Extract every line of the data below and reproduce each one without any change.

Collected data:
** begin **

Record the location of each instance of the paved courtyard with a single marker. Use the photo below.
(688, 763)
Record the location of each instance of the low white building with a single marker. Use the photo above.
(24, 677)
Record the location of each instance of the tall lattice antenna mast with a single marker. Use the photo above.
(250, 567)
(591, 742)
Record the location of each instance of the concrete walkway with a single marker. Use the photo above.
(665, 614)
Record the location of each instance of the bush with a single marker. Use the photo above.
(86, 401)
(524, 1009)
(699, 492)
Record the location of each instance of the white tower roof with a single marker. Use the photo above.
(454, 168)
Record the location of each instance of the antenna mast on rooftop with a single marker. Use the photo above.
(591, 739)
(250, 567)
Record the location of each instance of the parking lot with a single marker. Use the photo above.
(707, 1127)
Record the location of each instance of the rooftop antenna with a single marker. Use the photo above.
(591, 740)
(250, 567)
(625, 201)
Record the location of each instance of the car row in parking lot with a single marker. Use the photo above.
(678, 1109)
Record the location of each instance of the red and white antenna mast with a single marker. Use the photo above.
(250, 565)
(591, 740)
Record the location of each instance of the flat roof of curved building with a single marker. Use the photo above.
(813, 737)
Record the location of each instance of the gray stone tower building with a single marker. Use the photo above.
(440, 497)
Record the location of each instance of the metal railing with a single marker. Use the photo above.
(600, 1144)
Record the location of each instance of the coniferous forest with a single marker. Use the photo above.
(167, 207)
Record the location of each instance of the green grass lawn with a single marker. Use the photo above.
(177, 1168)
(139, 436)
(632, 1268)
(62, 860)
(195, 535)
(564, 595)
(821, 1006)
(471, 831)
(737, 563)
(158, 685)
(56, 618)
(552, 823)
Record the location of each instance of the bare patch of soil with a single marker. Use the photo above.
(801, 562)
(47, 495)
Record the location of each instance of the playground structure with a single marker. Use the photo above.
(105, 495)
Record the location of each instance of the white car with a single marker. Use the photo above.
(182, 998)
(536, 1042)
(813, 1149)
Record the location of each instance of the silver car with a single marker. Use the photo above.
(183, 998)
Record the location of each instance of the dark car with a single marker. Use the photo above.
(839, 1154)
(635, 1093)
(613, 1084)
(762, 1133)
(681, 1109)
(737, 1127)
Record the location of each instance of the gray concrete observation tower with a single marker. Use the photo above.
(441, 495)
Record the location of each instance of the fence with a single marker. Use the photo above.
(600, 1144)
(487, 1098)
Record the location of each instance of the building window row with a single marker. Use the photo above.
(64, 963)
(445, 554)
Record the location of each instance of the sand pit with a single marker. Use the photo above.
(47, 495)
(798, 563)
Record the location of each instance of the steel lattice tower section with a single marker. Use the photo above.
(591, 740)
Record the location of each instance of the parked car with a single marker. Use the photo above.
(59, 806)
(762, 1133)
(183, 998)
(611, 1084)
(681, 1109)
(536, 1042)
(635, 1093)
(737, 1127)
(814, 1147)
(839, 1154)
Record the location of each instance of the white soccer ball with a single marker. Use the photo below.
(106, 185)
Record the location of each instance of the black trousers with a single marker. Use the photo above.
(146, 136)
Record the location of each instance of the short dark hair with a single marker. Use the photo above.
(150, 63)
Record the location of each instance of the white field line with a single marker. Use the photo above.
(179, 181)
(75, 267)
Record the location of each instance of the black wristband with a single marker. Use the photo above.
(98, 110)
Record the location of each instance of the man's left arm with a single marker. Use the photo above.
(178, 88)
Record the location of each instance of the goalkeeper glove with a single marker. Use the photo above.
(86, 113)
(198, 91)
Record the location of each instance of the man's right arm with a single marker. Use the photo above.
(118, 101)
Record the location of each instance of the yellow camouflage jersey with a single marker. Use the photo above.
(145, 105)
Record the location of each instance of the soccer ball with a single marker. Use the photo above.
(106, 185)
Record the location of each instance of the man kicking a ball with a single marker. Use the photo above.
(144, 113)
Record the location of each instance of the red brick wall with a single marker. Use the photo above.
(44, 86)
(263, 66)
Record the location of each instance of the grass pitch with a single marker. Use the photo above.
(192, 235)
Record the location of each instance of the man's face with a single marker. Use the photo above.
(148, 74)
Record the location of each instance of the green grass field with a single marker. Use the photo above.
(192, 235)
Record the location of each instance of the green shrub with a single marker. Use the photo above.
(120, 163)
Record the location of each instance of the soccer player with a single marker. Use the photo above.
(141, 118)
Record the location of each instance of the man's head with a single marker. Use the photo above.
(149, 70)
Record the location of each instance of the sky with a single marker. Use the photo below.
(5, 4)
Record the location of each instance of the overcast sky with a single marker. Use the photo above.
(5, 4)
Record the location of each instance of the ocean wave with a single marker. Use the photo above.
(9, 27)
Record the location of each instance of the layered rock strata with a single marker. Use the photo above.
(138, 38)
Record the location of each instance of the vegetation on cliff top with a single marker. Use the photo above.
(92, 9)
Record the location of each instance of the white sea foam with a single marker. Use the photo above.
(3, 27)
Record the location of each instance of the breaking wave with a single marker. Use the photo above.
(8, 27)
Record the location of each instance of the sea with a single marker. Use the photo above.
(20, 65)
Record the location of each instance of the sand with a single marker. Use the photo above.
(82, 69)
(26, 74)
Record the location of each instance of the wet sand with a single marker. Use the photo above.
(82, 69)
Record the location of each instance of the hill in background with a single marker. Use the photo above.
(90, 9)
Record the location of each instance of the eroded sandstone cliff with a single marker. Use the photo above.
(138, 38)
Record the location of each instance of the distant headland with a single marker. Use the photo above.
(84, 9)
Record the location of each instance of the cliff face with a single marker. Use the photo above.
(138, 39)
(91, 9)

** end **

> _Reply_:
Record the location of each instance of the paved courtyard with a single marker. Use the photo below.
(688, 763)
Record the location of each instance of the low white building with a single marker. Use the photo above.
(24, 677)
Record the location of each instance of the tall lattice antenna mast with a single marker. Use the photo above.
(250, 567)
(591, 742)
Record the location of each instance of the concrete walkway with a single marker. Use the photo above.
(665, 614)
Record the location of each instance of the bush with a single marker. Use the photo above.
(86, 401)
(524, 1009)
(699, 492)
Record the location of each instance of the white tower roof with a single marker. Use the photo above.
(454, 168)
Record the location of each instance of the antenna mast on rooftop with a single marker. Use the photo above.
(591, 739)
(250, 567)
Record the location of each instance of the parking lot with a single marker. Use the photo above.
(707, 1127)
Record the location of each instance of the rooftop antenna with a single marker. Use the photo above.
(591, 740)
(250, 567)
(625, 201)
Record the location of each instance of the car row in parking lot with a single marker. Use the photo above.
(678, 1109)
Record the location of each instance of the red and white antenna mast with a single marker. Use the photo above.
(250, 565)
(591, 740)
Record the location of each instance of the flat roof of curved building with a single marker. Use the photo above.
(813, 737)
Record the location of each instance of the gray stone tower building with a single marker. Use the photo above.
(440, 497)
Record the location of each instance of the metal railing with a single marker. Use the photo above.
(600, 1144)
Record the location of each instance of the coniferous forest with a single marker. Use the photo above.
(167, 207)
Record the location of each instance of the green grass lawn with a single marker. Use the photo above.
(177, 1168)
(139, 436)
(632, 1268)
(62, 860)
(195, 535)
(564, 595)
(821, 1006)
(471, 831)
(737, 563)
(158, 685)
(56, 618)
(552, 823)
Record the location of each instance of the bare patch of soil with a single marker. Use the photo above.
(801, 562)
(47, 495)
Record the location of each instance of the playground structure with a single marker. Use the photo above.
(105, 495)
Record the location of each instance of the white car with a single marker. Use the photo above.
(182, 998)
(536, 1042)
(813, 1149)
Record the location of each instance of the silver car with a single marker. Use the photo above.
(183, 998)
Record the location of each instance of the dark car with a single marker. Use the photo above.
(839, 1154)
(635, 1093)
(613, 1084)
(762, 1133)
(681, 1109)
(737, 1127)
Record the location of each instance of the gray concrete observation tower with a single marker. Use the photo above.
(441, 495)
Record the location of each instance of the fence with a single marker. Use the photo above.
(600, 1144)
(487, 1098)
Record the location of each instance of the building window row with a single marker. Use the photo above.
(64, 963)
(445, 554)
Record the location of each instance of the sand pit with a single marker. Use the photo above.
(47, 495)
(798, 563)
Record the location of each instance of the steel lattice tower section with a single marker. Use the photo above.
(591, 740)
Record the location of each instance of the parked car with a single marker. Use the photo above.
(59, 806)
(762, 1133)
(183, 998)
(611, 1084)
(681, 1109)
(536, 1042)
(635, 1093)
(737, 1127)
(814, 1147)
(839, 1154)
Record the location of each instance of the white soccer ball with a single marker. Use the photo below.
(106, 185)
Record the location of each instance of the black trousers with a single marker. Use the photo above.
(146, 136)
Record the location of each instance of the short dark hair with a single marker. Use the photo above.
(150, 63)
Record the location of each instance of the white field line with a single marker. Use the photo above.
(179, 181)
(75, 267)
Record the location of each instance of the black wristband with a single marker. Use the photo above.
(98, 110)
Record the location of each instance of the man's left arm with a single marker. Use the photo above.
(178, 88)
Record the location of each instance of the goalkeeper glove with a single marker. Use the photo above.
(86, 113)
(198, 91)
Record the location of each instance of the man's right arm with a single marker. Use the photo above.
(118, 101)
Record the location of each instance of the yellow camouflage jersey with a single marker. Use the photo above.
(145, 105)
Record the location of each instance of the soccer ball with a single marker. Use the photo above.
(106, 185)
Record the location of each instance of the man kicking a ball with a single marker. Use the photo above.
(144, 113)
Record the location of each instance of the red brick wall with a single marker. Use the photo above.
(44, 86)
(263, 66)
Record the location of each instance of the grass pitch with a single marker. Use the photo above.
(192, 235)
Record the location of each instance of the man's face with a single marker. Use the photo above.
(148, 74)
Record the location of each instance of the green grass field with a single marker. Use the photo above.
(192, 235)
Record the location of each instance of the green shrub with a single marker. Use the photo above.
(120, 163)
Record the location of each instance of the soccer player with a single marker. Use the photo above.
(141, 118)
Record the location of each instance of the man's head with a single marker. Use the photo above.
(149, 70)
Record the location of each instance of the sky with a single marker. Use the photo below.
(5, 4)
Record the location of each instance of the overcast sky with a single marker. Use the photo above.
(5, 4)
Record the location of each instance of the ocean wave with a single marker. Use the photo above.
(9, 27)
Record the location of each instance of the layered rock strata with a single marker. Use the photo above.
(138, 38)
Record the location of each instance of the vegetation on cliff top with a single marker. Use the photo above.
(92, 9)
Record the location of each instance of the white sea foam with a single marker. Use the photo above.
(3, 27)
Record the location of each instance of the breaking wave with a single marker. Use the photo above.
(8, 27)
Record the location of each instance of the sea with a single marker. Use the photo above.
(20, 65)
Record the location of each instance of the sand with a single marker. Use the photo above.
(82, 69)
(26, 74)
Record the location of each instance of the wet sand with a single marker. Use the photo above.
(82, 69)
Record the location of each instance of the hill in background with a single marker. Use the photo above.
(90, 9)
Record the location of each instance of the eroded sandstone cliff with a single marker. Use the photo above.
(138, 38)
Record the location of each instance of the distant headland with a single marker. Use the photo above.
(84, 9)
Record the location of each instance of the cliff face with a single marker. Use the photo above.
(138, 39)
(91, 9)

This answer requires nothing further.